A dam (a common Teutonic word, cf. Swedish and German damm, and the Gothic verb faurdammjan, to block up) is a barrier built across flowing water in order to hold it back, often creating a water reservoir or lake behind the dam. Dams may be built to provide water for irrigation or town water supply, control the amount of water in rivers or to provide hydroelectric power. Dams may also be built to control effluent from industrial work sites such as miness or factories.

The best place for building a dam is a narrow part of a deep river valley; the valley sides can then act as natural walls. The primary function of the dam's structure is to fill the gap in the natural reservoir line left by the stream channel. The most desirable sites are usually those where the gap becomes a minimum for the required storage capacity. The best economical arrangement is often a composite structure such as a masonry dam flanked by earth embankments. The current use of the land to be flooded should be dispensable.

The dam also serves to divert water to the intake works.

Dams may be classified according to their height. A large dam is used to describe a dam higher than 15 metres, a major dam for constructions over 150 metres.

Dams may be classified as follows:

  1. Timber dams
  2. Rock-fill dams
  3. Earth dams
    1. plain
    2. core wall
    3. hydraulic fill
  4. Masonry dams
    1. gravity, solid and hollow
    2. arch, single and multiple

The timber dam is rarely used by humans because of its short lifespan and the limitation in height to which it can be built. The locations where timber dams are most economical to build are those where timber is plentiful, cement is costly and difficult to transport, and only a submerged diversion dam is required. Timber is the basic material used by beavers, often with the addition of mud or stones.

Rock-fill dams are embankments of loose rock with either a watertight upstream face of concrete slabs or timber or a watertight core. Where suitable rock is at hand, a minimum of transportation of materials can be realized with this type of dam. Like the earth embankment, rock-fill dams resist damage from earthquakes quite well.

Earth dams are constructed as a simple homogeneous embankment of well-compacted earth, sometimes with a watertight concrete core or upstream face, or sometimes with a hydraulic fill to produce a watertight core. A type of temporary earth dam occasionally used in high lattitudes is the frozen-core dam, in which a coolant is circulated through pipes inside the dam to maintain a watertight region of permafrost within it.

- Problems to solve -
1. Answer these questions from the passage on dams:
(a) Above what height is a construction called a major dam?
(b) What basic material do beavers use?
(c) In a frozen-core dam, what is circulated through pipes?
2. Copy the passage on dams word for word, from "Rock-fill dams are" up to and including "permafrost within it.".
The entries are separate material with no connection to the passage on dams.

- Entries -
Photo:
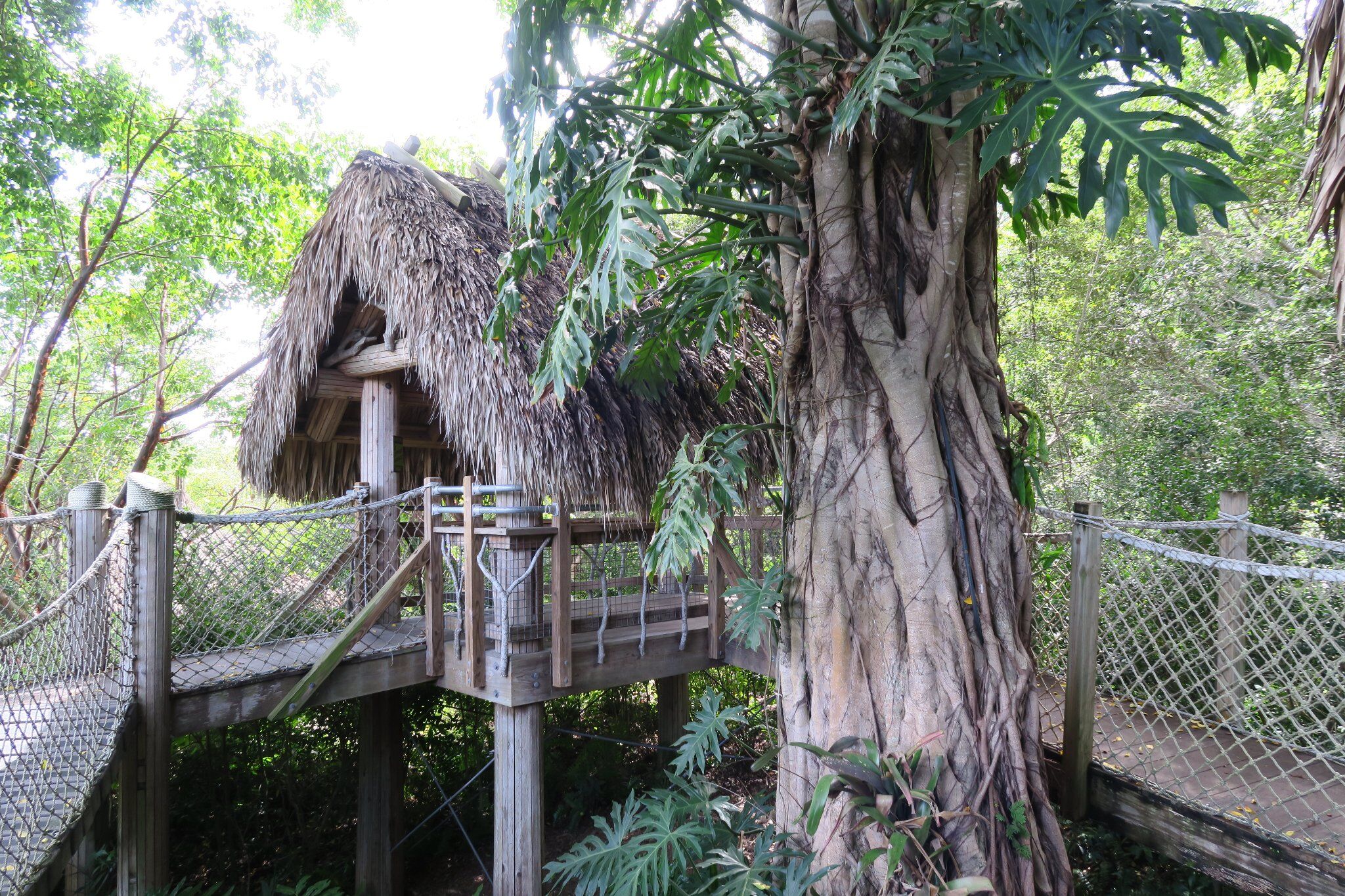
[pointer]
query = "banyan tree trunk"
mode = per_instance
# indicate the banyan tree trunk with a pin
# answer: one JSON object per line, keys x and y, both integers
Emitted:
{"x": 910, "y": 591}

- Results by task -
1.
(a) Over 150 metres.
(b) Timber, often with mud or stones added.
(c) A coolant.

2.
Rock-fill dams are embankments of loose rock with either a watertight upstream face of concrete slabs or timber or a watertight core. Where suitable rock is at hand, a minimum of transportation of materials can be realized with this type of dam. Like the earth embankment, rock-fill dams resist damage from earthquakes quite well.

Earth dams are constructed as a simple homogeneous embankment of well-compacted earth, sometimes with a watertight concrete core or upstream face, or sometimes with a hydraulic fill to produce a watertight core. A type of temporary earth dam occasionally used in high lattitudes is the frozen-core dam, in which a coolant is circulated through pipes inside the dam to maintain a watertight region of permafrost within it.